The Mars Simulation Chamber at NASA's Kennedy Space Center in Florida.
Credit: Andrew Schuerger
Extremophile bacteria can tough it out in the Siberian permafrost, but the environment of Mars may still be too hostile for such hardy life.
That?s the finding of a recent study conducted by Andrew C. Schuerger, a microbiologist at the University of Florida and the Space Life Sciences Lab at NASA's Kennedy Space Center in Florida, and colleagues.
"Very seldom have microbes that grow well under cold or high salt conditions been subjected to Martian conditions," said Schuerger.
Harsh ultraviolet (UV) light proved particularly devastating for the survival of cold-resistant microbes under simulated surface conditions on Mars.
Such findings not only hone the search for traces of Martian life, but also could help focus NASA's procedures to prevent contamination of Mars by Earth microbes.
Cold Case for a Small Suspect
Past studies have focused on moderate-temperature microbes that pose a more common risk of contaminating spacecraft parts and hitching a ride into space. NASA has long worried that contamination by Earth microbes could upset ongoing efforts to find Martian or other extraterrestrial life.
Schuerger and his colleagues chose to test Psychrobacter cryohalolentis, an extremophile that thrives under extremely dry conditions and at temperatures as low as minus 10 degrees C. That choice allowed them to push scientific understanding of what may or may not survive on the Martian surface.

────────────────────

Prompt 1
Rewrite the paragraph of the Mars microbe article beginning "Past studies have focused" as a short list that keeps its main facts.
Prompt 2
Please write the next paragraph of the article on microbes under Martian conditions, picking up after its final sentence.

Records taken from a dataset
────────────────────

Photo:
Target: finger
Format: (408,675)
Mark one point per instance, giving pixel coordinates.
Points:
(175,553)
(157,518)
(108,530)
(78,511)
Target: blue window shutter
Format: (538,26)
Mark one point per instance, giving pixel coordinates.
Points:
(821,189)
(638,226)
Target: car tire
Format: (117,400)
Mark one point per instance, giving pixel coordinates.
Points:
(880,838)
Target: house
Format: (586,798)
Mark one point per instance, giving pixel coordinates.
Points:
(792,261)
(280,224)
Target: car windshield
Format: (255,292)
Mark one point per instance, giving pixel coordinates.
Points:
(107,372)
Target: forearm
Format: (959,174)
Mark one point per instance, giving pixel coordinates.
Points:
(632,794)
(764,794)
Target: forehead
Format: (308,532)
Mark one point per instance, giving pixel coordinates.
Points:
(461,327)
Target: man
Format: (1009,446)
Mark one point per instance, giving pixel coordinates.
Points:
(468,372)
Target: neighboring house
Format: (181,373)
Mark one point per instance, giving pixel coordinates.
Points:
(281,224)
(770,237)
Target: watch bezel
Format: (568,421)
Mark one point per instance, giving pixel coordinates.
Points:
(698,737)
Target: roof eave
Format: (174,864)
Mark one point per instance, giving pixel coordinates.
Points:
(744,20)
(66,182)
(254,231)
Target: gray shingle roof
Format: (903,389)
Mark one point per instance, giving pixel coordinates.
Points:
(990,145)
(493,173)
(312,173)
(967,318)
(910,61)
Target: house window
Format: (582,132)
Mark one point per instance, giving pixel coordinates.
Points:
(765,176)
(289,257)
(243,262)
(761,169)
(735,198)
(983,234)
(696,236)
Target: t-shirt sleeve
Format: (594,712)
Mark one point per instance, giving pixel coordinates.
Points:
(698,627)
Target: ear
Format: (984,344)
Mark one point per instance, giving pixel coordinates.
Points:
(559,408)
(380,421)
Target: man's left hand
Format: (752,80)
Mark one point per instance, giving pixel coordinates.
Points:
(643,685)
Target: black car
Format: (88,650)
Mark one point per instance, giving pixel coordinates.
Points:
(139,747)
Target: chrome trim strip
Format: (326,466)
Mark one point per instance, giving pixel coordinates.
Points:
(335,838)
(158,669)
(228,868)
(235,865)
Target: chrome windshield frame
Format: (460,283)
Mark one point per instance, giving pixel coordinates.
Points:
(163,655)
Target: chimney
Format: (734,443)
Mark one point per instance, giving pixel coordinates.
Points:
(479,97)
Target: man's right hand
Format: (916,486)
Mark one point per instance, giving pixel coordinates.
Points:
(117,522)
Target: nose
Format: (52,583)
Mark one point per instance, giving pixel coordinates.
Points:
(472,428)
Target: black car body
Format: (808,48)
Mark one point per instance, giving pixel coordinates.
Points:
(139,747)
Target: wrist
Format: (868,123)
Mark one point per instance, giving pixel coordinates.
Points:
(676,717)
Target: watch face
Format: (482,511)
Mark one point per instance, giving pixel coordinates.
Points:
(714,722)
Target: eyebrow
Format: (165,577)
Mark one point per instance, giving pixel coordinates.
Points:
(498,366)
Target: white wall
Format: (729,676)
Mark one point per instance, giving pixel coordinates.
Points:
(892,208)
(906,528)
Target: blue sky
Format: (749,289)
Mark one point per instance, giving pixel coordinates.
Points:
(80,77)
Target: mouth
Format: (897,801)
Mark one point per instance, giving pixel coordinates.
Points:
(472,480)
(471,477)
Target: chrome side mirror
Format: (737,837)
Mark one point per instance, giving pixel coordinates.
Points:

────────────────────

Response box 1
- Earlier studies looked at moderate-temperature microbes.
- These microbes are the more common risk for contaminating spacecraft parts and riding into space.
- NASA has long worried that Earth microbes could upset ongoing efforts to find Martian or other extraterrestrial life.

Response box 2
"If we can find any of extremophilic terrestrial species that are capable of growth and replication under Martian conditions, it puts the search for life on Mars a bit closer to success," Schuerger explained.
Testing under Martian surface conditions meant turning to the Mars Simulation Chamber (MSC) at the Kennedy Space Center, where researchers simulated everything from dust free skies to global dust storm conditions. The study grew out of the undergraduate work of David Smith from Princeton University, who has since gone on to conduct his Ph.D. research at the University of Washington.
The team also tested how well a salt mineral matrix similar to parts of the Martian surface could protect against UV, and how well the extremophiles dealt with very dry conditions.
No Escape from UV
Turns out that P. cryohalolentis finds precious little shelter from UV radiation, even under global dust storm conditions or sitting inside a salt mineral matrix.
"We found that the UV radiation was readily and easily able to penetrate the salt-organic matrix that the bacterial cells were embedded in," Schuerger said.
Such findings suggest that this type of extremophile poses little risk of spreading across the surface of Mars at least not on its current-day hostile surface environment. P. cryohalolentis even fared poorly under the dry conditions on the lab bench, let alone inside the Mars simulator.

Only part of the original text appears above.